#### Excerpt to read:
# modded xbox 360 -good idea or not



## king rrr (Mar 4, 2007)

hi friends,
i want to buy a modded(with a mod chip)xbox 360 this month i.e,march 2007.
so my questions are,

1)can i play all the latest games and the games to be released this year ?
 as some of my friends told me that microsoft is releasing new firmware   updates.so i cannot be able to play the games releasing in 2007.
2) is mod chip or softmodding better for xbox 360.
3)are these prices for premium edition going down very soon.
4)will these piracy people do any thig about making the latest games run in the modded xbox 360 without any firmware updates installed.

 please help me.will u really suggest me going with the modded one right now at this time.

thank u


----------



## s18000rpm (Mar 4, 2007)

*Wrong forum* to ask this.

asfaik 1st ponit is very true, so you wont be able to play the future(Q2 releasing) games.


----------



## thunderbird.117 (Mar 4, 2007)

king rrr said:
			
		

> hi friends,
> i want to buy a modded(with a mod chip)xbox 360 this month i.e,march 2007.
> so my questions are,
> 
> ...

#### Your tasks:
**A)** Answer these about the forum thread on buying a modded Xbox 360:
(i) In what month and year does king rrr plan to buy the console?
(ii) For which edition does king rrr ask whether prices will drop soon?
(iii) According to s18000rpm, which future games won't the buyer be able to play?
**B)** Repeat the part of the modded Xbox 360 thread from "3)are these prices" up to and including "s18000rpm (Mar 4, 2007)".
**C)** Carry on the forum thread about the modded Xbox 360 from the point where it stops.

#### Data section:

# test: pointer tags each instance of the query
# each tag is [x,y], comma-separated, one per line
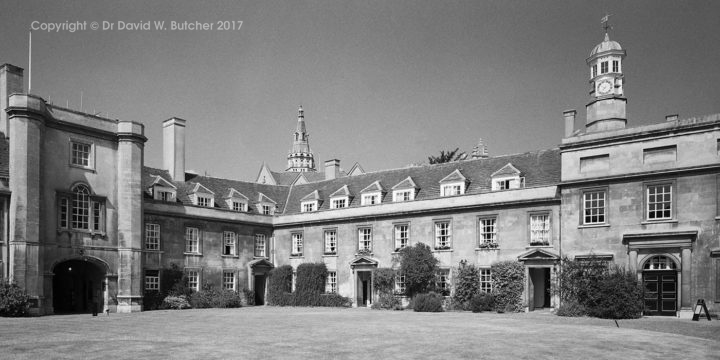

#### Responses by task:
**A)**
(i) March 2007
(ii) The premium edition
(iii) The future games releasing in Q2

**B)**
3)are these prices for premium edition going down very soon.
4)will these piracy people do any thig about making the latest games run in the modded xbox 360 without any firmware updates installed.

 please help me.will u really suggest me going with the modded one right now at this time.

thank u


----------



## s18000rpm (Mar 4, 2007)

**C)**
*
1)can i play all the latest games and the games to be released this year ?

*Ans :- Yes you can play all the games. 

* as some of my friends told me that microsoft is releasing new firmware updates.so i cannot be able to play the games releasing in 2007.

*Ans :-  Yes microsoft will be releasing firmware when they are security loopholes, to improve Xbox Live and add features. 

Also most often when MS releases patchs. The scene releases "firmware hacks".


* 2) is mod chip or softmodding better for xbox 360.
*
Ans :- Mod Chip is better. 

* 3)are these prices for premium edition going down very soon.

*Ans :- Yes the premium edition price will go down has microsoft will be releasing their new xbox called the "Black Xbox 360" to fight with Sony latest PS3. 
*
4)will these piracy people do any thig about making the latest games run in the modded xbox 360 without any firmware updates installed.

*Ans :- What do you mean by piracy people?. Make it clear. Afaik all the game can be run without any firmware updates. "Firmware Updates" is mostly for paranoid people such has desktop users when they have four av and firewall .

Also rememeber modded xbox360 void the warranty. Meaning if anything happens to the consoles. MS will never repair or replace the system. So it upto you.


----------



## tarey_g (Mar 4, 2007)

thunderbird.117 said:
			
		

> *4)will these piracy people do any thig about making the latest games run in the modded xbox 360 without any firmware updates installed.*
> 
> Ans :- What do you mean by piracy people?. Make it clear. Afaik all the game can be run without any firmware updates. "Firmware Updates" is mostly for paranoid people such has desktop users when they have four av and firewall ..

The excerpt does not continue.